> _Written request_
Copy out exactly the lines from the one containing "Target: closed eye" to the end of the records below, both included, and nothing else.
======== Dataset ========
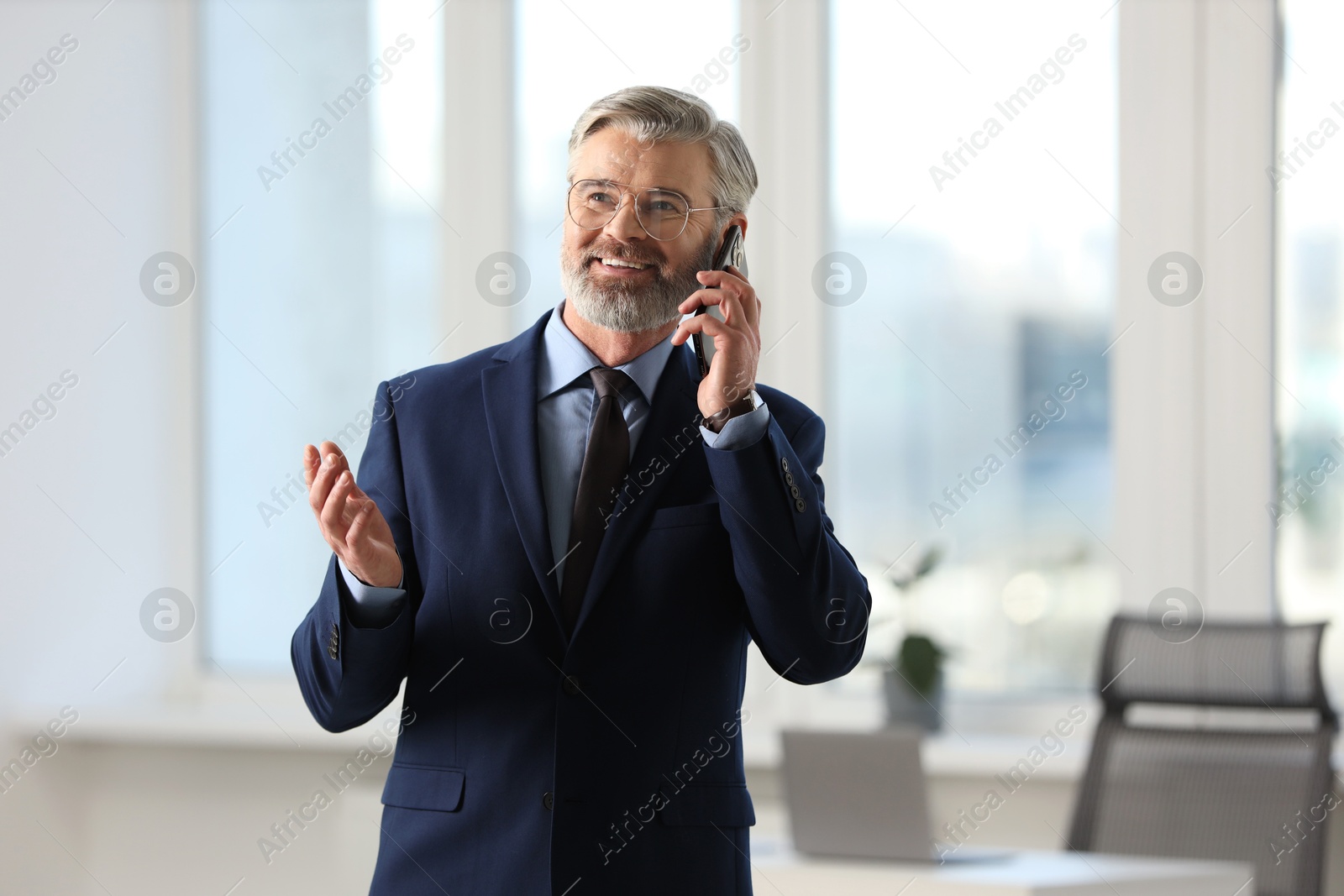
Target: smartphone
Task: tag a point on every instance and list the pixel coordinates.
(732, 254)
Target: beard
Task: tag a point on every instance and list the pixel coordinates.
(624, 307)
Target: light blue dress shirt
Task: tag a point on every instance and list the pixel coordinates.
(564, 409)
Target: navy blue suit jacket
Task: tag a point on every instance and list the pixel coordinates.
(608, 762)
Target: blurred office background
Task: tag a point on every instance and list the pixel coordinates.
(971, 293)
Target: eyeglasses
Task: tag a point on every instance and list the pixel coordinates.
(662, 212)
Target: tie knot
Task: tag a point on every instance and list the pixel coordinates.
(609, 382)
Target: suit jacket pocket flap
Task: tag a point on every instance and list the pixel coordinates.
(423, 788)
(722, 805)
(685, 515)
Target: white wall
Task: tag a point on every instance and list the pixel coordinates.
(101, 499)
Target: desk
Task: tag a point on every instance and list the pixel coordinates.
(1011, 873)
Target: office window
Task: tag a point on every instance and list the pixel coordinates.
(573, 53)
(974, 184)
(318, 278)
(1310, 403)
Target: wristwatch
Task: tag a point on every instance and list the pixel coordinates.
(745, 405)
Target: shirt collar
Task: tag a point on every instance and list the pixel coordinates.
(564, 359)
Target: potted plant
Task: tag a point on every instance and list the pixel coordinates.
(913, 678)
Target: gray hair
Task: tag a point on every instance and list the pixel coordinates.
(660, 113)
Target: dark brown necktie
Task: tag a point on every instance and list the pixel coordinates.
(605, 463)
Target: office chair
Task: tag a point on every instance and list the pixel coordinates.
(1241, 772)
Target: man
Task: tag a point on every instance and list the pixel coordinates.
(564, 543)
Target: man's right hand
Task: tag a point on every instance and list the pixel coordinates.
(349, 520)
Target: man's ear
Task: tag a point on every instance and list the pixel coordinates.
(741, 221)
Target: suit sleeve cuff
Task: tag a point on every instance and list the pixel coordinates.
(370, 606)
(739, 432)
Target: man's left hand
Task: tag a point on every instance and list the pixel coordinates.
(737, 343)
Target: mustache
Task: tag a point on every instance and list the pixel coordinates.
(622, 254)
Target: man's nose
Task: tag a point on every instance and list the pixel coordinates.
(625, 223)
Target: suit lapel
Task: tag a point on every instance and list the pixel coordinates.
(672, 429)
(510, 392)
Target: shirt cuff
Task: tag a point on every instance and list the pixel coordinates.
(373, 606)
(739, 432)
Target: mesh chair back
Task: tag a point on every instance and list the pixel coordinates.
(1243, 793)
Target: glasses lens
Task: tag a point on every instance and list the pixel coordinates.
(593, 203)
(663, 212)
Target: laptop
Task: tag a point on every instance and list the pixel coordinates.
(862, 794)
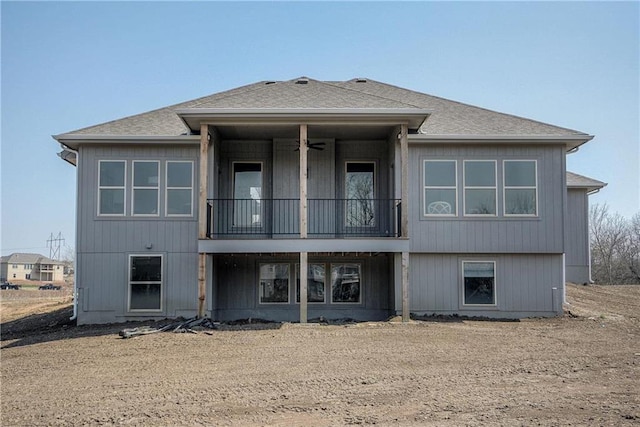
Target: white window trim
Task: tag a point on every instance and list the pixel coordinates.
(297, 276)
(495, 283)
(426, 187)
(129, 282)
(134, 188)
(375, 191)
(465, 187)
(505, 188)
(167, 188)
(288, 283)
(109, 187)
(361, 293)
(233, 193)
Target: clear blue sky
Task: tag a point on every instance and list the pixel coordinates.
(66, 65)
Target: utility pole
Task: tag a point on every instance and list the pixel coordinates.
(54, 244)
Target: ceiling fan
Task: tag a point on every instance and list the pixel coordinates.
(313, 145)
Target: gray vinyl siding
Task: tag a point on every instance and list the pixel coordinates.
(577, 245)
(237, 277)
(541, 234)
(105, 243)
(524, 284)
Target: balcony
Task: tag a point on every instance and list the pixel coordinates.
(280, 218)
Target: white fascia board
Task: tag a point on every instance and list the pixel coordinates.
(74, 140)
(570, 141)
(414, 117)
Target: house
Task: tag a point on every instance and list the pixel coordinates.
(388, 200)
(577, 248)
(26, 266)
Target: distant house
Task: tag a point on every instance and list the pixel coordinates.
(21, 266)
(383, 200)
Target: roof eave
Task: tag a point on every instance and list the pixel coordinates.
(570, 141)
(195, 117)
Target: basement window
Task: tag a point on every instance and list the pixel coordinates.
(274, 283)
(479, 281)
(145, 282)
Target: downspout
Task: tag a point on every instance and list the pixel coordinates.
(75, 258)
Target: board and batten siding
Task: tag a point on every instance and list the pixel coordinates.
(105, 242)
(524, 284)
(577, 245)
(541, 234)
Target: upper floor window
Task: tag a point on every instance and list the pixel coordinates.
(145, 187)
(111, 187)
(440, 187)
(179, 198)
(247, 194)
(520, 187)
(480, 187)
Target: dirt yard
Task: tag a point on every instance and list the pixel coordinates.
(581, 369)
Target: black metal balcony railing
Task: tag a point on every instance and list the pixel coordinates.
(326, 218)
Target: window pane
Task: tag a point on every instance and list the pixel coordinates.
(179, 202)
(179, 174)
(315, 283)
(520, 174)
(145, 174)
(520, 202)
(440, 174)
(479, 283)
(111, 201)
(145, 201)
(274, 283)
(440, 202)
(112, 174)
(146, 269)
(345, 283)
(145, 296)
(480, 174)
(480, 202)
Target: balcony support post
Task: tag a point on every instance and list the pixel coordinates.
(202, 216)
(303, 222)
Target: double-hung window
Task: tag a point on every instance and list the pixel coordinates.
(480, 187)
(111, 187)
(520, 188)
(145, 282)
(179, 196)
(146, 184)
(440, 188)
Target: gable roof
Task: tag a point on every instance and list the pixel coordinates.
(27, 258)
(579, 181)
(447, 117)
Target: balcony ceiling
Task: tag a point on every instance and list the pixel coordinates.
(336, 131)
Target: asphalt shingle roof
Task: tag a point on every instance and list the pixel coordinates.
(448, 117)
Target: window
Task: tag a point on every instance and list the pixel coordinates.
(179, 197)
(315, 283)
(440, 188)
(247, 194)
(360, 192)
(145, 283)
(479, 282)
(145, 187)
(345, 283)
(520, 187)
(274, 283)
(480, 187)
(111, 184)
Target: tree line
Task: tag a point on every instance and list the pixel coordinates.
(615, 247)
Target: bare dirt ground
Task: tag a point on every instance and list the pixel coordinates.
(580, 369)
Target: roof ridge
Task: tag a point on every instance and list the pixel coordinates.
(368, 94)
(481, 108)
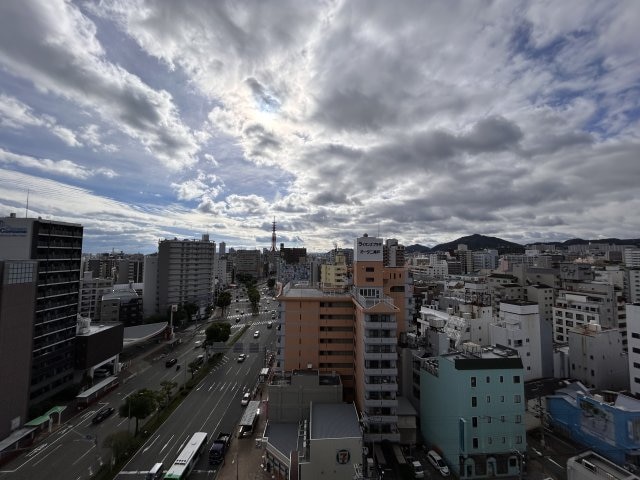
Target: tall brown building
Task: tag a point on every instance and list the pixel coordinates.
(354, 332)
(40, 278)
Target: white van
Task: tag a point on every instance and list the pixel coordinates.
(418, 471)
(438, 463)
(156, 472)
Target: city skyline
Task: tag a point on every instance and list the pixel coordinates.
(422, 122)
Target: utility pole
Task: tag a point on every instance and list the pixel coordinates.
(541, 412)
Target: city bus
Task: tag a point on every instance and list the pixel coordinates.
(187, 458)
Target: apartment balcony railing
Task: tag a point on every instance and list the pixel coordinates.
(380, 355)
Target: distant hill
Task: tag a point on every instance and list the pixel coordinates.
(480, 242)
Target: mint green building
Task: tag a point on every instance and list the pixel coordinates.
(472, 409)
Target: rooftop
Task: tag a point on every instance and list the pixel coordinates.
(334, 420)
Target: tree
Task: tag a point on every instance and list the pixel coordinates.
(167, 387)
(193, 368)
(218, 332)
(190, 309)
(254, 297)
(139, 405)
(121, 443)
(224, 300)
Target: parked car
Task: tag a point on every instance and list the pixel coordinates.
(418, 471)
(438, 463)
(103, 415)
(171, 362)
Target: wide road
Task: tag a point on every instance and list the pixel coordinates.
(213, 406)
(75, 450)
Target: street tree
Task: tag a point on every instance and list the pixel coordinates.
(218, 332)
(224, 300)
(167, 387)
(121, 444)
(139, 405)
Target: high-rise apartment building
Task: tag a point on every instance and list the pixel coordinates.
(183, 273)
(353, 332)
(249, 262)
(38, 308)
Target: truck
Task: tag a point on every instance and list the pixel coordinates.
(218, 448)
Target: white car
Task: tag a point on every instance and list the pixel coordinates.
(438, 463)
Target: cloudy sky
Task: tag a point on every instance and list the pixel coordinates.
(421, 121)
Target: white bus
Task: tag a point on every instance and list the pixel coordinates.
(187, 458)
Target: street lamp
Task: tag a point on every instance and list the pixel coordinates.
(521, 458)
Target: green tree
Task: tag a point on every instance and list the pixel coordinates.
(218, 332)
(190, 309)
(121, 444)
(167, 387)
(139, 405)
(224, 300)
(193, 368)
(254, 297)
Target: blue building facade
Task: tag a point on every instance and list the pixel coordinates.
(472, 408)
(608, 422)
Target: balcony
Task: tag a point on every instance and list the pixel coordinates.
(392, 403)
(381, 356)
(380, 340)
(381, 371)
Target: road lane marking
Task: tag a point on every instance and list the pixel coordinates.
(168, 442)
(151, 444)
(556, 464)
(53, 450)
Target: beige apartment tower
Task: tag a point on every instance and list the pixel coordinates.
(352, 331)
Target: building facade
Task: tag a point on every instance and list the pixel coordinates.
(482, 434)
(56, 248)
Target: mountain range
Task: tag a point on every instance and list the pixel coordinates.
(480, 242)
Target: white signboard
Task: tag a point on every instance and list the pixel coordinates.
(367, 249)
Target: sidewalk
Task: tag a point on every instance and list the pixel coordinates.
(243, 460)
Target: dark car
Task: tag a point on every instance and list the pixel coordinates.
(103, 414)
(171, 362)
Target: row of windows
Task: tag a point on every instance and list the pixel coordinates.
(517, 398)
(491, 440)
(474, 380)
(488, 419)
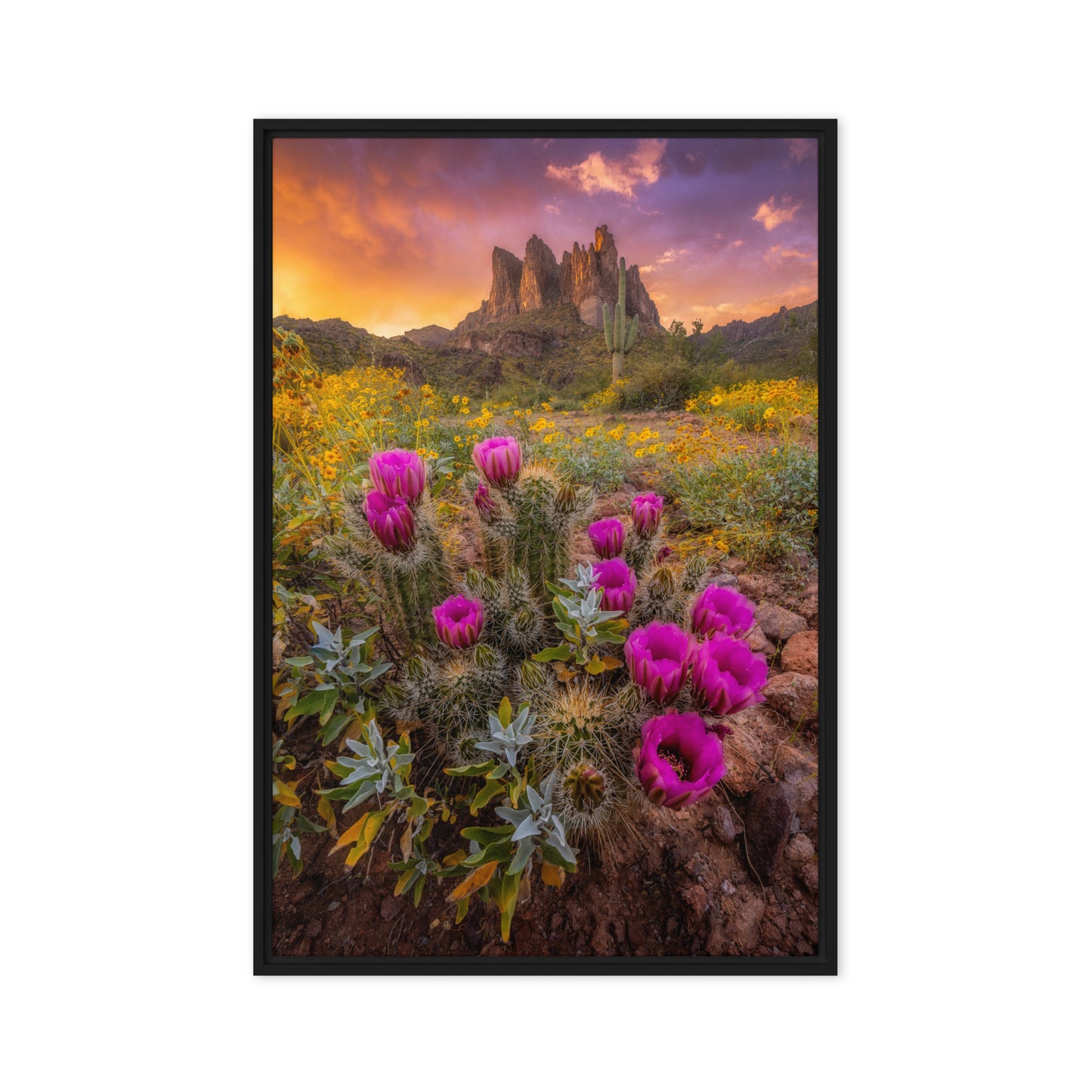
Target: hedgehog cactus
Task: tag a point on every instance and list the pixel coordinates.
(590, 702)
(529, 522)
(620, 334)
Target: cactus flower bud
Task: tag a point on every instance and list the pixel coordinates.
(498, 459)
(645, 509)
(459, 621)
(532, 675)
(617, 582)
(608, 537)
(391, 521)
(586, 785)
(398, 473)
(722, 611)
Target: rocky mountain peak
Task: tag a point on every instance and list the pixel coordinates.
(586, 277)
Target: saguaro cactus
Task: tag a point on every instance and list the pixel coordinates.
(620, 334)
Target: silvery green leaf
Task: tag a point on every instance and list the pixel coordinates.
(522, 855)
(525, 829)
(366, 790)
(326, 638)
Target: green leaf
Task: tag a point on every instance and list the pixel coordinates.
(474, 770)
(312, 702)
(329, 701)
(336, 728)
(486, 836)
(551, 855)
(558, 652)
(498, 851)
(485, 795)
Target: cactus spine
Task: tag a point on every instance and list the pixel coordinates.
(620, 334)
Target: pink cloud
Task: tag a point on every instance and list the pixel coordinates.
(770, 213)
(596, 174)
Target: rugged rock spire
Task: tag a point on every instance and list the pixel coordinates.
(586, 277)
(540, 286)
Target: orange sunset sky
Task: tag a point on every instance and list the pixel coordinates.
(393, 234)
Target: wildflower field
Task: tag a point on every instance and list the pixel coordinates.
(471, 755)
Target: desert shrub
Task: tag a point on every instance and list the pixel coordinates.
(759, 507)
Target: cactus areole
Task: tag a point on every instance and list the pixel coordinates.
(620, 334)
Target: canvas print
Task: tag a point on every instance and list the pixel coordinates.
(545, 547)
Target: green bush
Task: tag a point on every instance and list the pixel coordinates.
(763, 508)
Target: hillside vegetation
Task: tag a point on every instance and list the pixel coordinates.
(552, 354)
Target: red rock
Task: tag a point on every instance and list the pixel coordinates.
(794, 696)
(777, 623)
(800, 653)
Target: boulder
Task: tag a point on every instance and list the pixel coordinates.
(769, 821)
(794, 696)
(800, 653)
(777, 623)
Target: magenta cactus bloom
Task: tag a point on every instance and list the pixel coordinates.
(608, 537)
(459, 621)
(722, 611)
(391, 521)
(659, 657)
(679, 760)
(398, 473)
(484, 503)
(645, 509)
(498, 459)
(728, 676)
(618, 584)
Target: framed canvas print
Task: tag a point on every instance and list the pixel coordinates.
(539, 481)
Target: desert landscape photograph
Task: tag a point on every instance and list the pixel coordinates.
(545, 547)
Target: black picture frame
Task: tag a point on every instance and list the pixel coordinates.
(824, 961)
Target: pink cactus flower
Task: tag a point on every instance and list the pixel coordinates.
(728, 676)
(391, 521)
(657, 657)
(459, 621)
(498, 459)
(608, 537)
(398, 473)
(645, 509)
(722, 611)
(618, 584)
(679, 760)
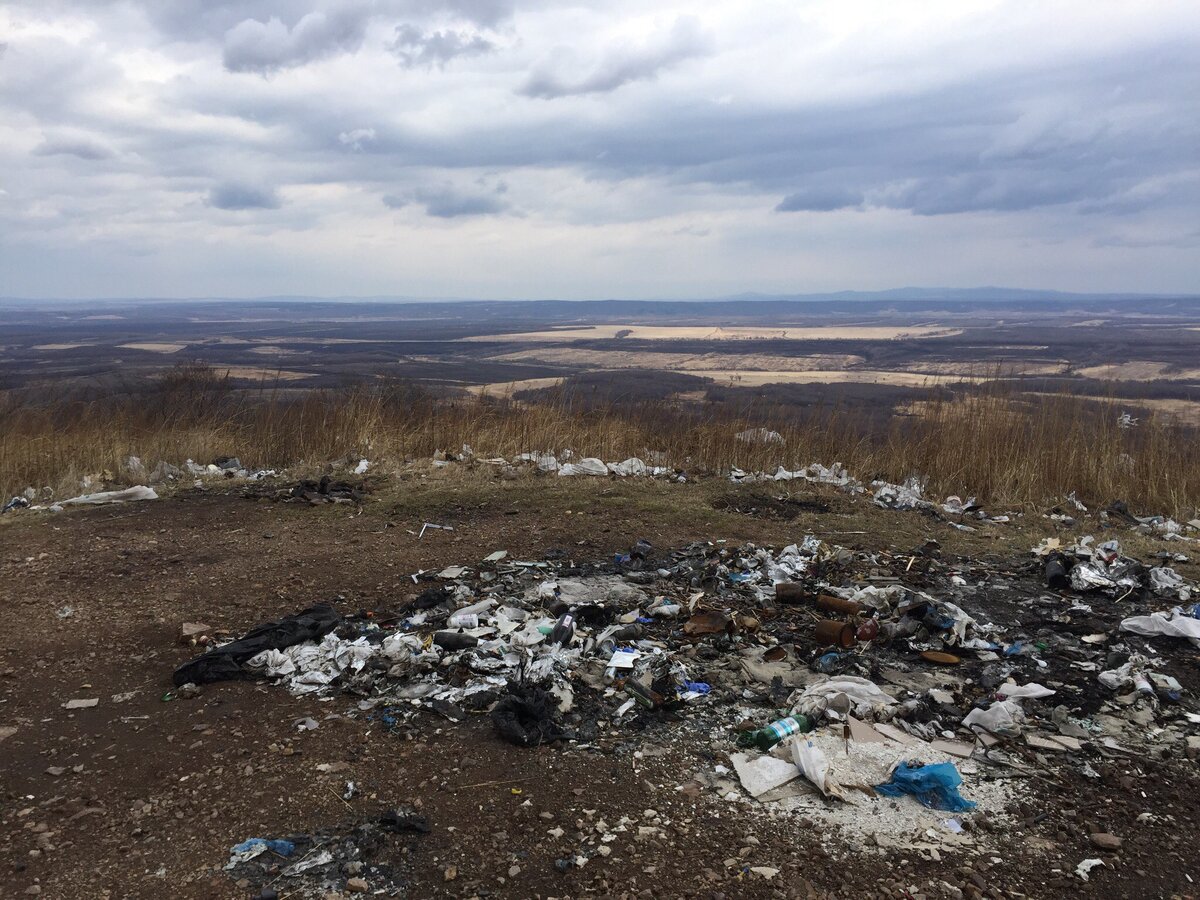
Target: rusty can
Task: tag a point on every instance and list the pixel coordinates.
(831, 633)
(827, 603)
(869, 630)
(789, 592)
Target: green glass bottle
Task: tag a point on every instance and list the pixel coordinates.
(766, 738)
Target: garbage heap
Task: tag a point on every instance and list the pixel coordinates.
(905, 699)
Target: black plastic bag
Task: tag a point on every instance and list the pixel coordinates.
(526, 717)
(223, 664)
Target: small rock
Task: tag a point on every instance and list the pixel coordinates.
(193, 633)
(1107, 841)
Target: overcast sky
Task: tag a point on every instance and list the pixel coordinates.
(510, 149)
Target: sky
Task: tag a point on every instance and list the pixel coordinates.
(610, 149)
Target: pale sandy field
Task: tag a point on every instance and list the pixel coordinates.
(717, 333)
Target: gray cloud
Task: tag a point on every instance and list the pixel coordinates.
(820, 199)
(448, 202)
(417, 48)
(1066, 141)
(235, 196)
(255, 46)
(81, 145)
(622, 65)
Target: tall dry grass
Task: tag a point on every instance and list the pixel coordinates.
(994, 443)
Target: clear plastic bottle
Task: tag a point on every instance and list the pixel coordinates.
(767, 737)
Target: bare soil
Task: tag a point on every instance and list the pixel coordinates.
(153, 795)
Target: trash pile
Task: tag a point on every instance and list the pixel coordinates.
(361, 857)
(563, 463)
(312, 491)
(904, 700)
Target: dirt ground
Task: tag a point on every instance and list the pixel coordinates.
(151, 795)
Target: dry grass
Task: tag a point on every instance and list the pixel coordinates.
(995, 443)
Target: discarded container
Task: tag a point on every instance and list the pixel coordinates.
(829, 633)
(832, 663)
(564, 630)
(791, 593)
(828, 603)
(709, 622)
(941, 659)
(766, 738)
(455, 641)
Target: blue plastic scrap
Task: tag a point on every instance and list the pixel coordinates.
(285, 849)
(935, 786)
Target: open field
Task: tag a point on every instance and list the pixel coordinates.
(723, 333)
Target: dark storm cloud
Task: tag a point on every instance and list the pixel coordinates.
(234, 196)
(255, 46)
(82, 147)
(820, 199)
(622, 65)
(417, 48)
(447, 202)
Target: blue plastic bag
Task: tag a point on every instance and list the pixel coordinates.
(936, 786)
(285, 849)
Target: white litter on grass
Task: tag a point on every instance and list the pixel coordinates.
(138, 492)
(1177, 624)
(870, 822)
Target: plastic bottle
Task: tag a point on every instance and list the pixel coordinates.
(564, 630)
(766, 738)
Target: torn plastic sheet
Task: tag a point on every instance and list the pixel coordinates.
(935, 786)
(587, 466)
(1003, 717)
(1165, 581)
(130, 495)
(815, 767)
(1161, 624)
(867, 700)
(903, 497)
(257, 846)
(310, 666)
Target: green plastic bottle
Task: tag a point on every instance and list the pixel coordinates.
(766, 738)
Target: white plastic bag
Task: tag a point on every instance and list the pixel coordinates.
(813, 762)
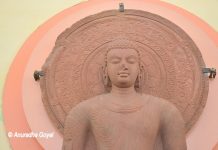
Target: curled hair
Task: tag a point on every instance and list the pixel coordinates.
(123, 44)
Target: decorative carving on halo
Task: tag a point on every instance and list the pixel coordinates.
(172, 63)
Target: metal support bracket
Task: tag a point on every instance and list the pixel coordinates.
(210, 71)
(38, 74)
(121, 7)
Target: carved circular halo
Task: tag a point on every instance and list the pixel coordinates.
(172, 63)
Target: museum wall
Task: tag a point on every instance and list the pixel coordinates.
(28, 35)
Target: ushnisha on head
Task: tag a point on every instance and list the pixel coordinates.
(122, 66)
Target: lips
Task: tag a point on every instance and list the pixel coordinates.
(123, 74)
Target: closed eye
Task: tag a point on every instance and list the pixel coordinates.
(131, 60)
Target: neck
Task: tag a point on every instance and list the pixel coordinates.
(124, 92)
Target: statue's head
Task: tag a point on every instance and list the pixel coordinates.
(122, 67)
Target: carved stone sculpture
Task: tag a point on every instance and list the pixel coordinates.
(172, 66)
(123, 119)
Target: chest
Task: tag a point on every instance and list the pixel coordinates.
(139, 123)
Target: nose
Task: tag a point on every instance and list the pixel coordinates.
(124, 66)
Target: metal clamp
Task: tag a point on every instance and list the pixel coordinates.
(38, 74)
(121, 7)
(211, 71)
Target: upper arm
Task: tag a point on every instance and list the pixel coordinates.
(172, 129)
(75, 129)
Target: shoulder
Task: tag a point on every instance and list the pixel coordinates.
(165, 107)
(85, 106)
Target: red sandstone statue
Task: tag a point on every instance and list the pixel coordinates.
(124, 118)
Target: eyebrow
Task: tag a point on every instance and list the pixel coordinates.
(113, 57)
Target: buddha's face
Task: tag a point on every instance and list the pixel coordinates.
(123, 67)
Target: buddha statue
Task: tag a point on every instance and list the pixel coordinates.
========
> _Correct response_
Target: closed eye
Task: tag a point on every instance and list the pixel coordinates.
(131, 60)
Target: neck
Task: tag a point on every instance and list the pixel coordinates.
(124, 92)
Target: statue's head
Task: tag a point on every instance and list the pixel coordinates.
(122, 67)
Target: carved stone sculpture
Task: tag a point on every instance and list the pixel coordinates.
(172, 66)
(123, 119)
Target: chest
Task: tag a point on every instance and list the pixel coordinates.
(139, 123)
Target: nose
Task: tag a point on every instance and list the pixel coordinates.
(124, 66)
Target: metal clamp
Task: tag a point on every instance and list the pixel coordinates.
(38, 74)
(121, 7)
(211, 71)
Target: upper arm
Task: tag a point on every instance and list the pixel coordinates.
(172, 129)
(75, 129)
Target: shoulder
Task: tag a point on every instance and list the pixel coordinates.
(165, 107)
(85, 106)
Target: red sandstone statue
Task: tag a point on every instance and list the pixel coordinates.
(124, 118)
Target: eyebrow
Task: tag a point on every instance and list the pixel coordinates.
(113, 57)
Target: buddha's face
Task: tag a point on every instance and list the pixel coordinates.
(123, 67)
Target: buddha statue
Task: tag a point on every instance and list the pixel coordinates.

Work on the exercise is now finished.